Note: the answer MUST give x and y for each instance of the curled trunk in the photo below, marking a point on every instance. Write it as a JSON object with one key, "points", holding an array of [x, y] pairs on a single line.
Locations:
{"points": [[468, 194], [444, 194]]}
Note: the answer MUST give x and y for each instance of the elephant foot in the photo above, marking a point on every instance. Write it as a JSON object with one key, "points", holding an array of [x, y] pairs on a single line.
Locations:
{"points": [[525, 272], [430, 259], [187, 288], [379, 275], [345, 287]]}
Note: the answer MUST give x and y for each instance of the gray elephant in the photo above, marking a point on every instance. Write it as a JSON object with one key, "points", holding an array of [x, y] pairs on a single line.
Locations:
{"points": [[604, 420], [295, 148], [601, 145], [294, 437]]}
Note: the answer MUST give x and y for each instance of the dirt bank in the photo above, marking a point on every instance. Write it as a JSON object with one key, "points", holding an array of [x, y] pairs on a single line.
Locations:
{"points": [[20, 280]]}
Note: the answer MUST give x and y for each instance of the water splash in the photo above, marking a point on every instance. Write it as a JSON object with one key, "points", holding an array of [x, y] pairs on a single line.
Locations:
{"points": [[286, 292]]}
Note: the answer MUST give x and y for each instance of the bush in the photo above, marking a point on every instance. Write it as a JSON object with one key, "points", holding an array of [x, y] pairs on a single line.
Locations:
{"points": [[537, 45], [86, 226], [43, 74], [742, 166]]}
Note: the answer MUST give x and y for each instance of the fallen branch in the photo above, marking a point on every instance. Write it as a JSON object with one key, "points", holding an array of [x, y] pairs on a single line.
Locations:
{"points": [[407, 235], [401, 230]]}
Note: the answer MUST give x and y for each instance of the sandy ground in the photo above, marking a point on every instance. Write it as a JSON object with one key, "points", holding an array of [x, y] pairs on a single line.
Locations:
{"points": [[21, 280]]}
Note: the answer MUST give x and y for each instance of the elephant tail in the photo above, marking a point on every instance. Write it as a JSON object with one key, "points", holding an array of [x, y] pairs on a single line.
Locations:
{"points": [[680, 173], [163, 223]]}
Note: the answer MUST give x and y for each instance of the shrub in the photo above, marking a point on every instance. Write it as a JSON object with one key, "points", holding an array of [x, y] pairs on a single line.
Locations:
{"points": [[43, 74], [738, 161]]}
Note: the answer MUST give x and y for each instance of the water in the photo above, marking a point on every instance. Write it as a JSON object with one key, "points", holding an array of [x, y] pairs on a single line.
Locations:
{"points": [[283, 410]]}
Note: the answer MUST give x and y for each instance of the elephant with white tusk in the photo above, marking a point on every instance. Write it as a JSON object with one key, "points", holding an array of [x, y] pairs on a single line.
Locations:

....................

Output the line containing "of the fallen" and all lines after it to the end of the records, exactly as given.

## Task solution
Note: the answer MUST give x and y for each instance of the fallen branch in the photo above, marking a point on every instance. Write it as a JSON object with one key, "points", holding an array of [x, y] pairs on a single line.
Locations:
{"points": [[407, 235], [401, 230]]}
Note: the answer MUST give x and y for each instance of the sandy ground in the photo above, marking a point on every instance. Write it as a JSON object with one key, "points", holding an array of [x, y] pairs on a single line.
Locations:
{"points": [[21, 280]]}
Note: the answer MUST give x and y for each instance of the elephant tail in the photo above, marking a point on every instance. Write it as a JSON object with one key, "points", holding an array of [x, y] pairs on a single line.
Locations:
{"points": [[680, 173], [163, 223]]}
Note: the answer MUST give x and y for each instance of the shrub in the photo above, marking a point on every instance. Write it as a JSON object with one key, "points", holding an array of [x, y] pairs on a single line.
Locations:
{"points": [[43, 74], [738, 161]]}
Note: the answer MUST give x and y for each instance of the water in the photo above, marking a point on every instance. Write it as a JSON object with one key, "points", holding an array of [x, y] pairs on a single line.
Locations:
{"points": [[283, 410]]}
Note: the answer MUST give x and y for each instance of the elephant with white tusk in the photo above, marking a point on every instance. Write it as a JSON object with one key, "points", holding an array of [x, y] pairs on a single line.
Locations:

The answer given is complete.